Task brief: Reproduce the passage on economic development in England word for word, in full.

In the recent Smith Institute/Regional Studies Association publication, a collection of essays revealed how, after three years, with great intentions, the potential of Leps remains in doubt, and is weakening the prime minister’s stated aim for Britain to start winning the ‘global race’. Indeed, the essay from a team at the Centre for Urban and Regional Development Studies (CURDS) at University of Newcastle, who undertook a survey of Leps, statedas a way of organising the institutional arrangements for economic development, the Leps in England look small and seriously underpowered for the task in an international context’.

Meanwhile, far too little is being done to address the systemic economic problems and social divides. The dominance of London, the south east of England and financial sectors continues unchecked. Even the good stuff, like the long overdue, pro-regional city policies such as city deals, could be seen as merely bolstering cities which have decent prospects anyway. Non-metropolitan areas are feeling more and more cut adrift.

No. It has to be said. Economic development in England is broadly failing. It’s a series of half-hearted efforts, from a coalition which deep down does not seem to wholeheartedly believe in economic development, which – if truth be told – is fundamentally Keynesian.

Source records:
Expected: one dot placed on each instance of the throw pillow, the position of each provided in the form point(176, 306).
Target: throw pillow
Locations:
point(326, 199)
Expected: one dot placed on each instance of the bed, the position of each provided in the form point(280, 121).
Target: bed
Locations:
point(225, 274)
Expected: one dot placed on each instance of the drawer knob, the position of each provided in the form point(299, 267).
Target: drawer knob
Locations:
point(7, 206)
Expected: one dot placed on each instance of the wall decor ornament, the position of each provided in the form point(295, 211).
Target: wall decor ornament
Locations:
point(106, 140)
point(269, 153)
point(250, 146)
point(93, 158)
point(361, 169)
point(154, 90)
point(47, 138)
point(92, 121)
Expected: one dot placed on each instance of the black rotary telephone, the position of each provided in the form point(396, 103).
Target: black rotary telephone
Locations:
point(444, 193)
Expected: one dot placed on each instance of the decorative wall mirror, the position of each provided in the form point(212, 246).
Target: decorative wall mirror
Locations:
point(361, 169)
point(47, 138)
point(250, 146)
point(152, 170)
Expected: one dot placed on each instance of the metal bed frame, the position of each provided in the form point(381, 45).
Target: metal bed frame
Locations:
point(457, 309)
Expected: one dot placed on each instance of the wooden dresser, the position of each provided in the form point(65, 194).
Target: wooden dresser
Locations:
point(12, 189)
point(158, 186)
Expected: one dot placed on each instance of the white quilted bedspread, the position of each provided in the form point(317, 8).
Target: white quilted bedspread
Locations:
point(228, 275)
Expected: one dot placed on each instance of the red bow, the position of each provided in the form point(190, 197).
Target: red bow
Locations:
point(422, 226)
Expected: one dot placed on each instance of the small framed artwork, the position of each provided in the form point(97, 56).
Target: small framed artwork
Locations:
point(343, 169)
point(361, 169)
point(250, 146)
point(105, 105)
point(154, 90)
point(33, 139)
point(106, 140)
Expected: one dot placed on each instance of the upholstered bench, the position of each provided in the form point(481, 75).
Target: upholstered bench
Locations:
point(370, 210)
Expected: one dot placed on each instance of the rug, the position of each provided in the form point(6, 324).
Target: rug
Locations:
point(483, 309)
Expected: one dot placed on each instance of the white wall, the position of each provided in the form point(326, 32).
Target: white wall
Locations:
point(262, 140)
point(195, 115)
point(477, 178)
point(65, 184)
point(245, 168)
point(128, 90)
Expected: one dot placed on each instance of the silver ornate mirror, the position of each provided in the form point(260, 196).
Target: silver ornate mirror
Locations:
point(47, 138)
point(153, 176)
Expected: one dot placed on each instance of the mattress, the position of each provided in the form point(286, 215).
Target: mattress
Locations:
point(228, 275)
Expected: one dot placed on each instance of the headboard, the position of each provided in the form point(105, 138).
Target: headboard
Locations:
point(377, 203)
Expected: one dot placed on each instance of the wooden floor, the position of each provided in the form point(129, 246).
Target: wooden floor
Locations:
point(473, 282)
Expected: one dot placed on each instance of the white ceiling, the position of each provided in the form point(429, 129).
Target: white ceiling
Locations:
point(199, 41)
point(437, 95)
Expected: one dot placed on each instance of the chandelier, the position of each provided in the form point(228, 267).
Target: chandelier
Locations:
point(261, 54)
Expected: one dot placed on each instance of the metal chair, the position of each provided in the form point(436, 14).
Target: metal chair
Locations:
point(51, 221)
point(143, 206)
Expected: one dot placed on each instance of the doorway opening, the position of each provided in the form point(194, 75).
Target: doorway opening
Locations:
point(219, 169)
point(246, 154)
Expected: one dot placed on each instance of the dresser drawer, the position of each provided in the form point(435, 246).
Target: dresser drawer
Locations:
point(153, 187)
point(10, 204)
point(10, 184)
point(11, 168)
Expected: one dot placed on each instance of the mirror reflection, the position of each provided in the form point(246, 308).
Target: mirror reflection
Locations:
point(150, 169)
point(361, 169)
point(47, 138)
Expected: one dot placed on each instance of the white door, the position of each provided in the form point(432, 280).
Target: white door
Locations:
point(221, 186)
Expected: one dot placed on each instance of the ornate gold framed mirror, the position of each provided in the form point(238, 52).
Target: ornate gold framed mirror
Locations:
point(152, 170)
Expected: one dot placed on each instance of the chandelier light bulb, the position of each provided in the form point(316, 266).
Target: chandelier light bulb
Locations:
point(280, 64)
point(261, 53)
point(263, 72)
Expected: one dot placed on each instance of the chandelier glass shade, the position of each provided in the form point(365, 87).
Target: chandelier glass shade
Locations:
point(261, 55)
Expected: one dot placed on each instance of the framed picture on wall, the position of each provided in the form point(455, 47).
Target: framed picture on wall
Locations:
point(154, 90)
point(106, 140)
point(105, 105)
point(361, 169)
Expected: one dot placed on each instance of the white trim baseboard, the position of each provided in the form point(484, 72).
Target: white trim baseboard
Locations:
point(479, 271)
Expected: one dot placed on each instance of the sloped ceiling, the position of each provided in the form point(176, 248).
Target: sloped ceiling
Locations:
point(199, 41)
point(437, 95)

Task solution:
In the recent Smith Institute/Regional Studies Association publication, a collection of essays revealed how, after three years, with great intentions, the potential of Leps remains in doubt, and is weakening the prime minister’s stated aim for Britain to start winning the ‘global race’. Indeed, the essay from a team at the Centre for Urban and Regional Development Studies (CURDS) at University of Newcastle, who undertook a survey of Leps, statedas a way of organising the institutional arrangements for economic development, the Leps in England look small and seriously underpowered for the task in an international context’.

Meanwhile, far too little is being done to address the systemic economic problems and social divides. The dominance of London, the south east of England and financial sectors continues unchecked. Even the good stuff, like the long overdue, pro-regional city policies such as city deals, could be seen as merely bolstering cities which have decent prospects anyway. Non-metropolitan areas are feeling more and more cut adrift.

No. It has to be said. Economic development in England is broadly failing. It’s a series of half-hearted efforts, from a coalition which deep down does not seem to wholeheartedly believe in economic development, which – if truth be told – is fundamentally Keynesian.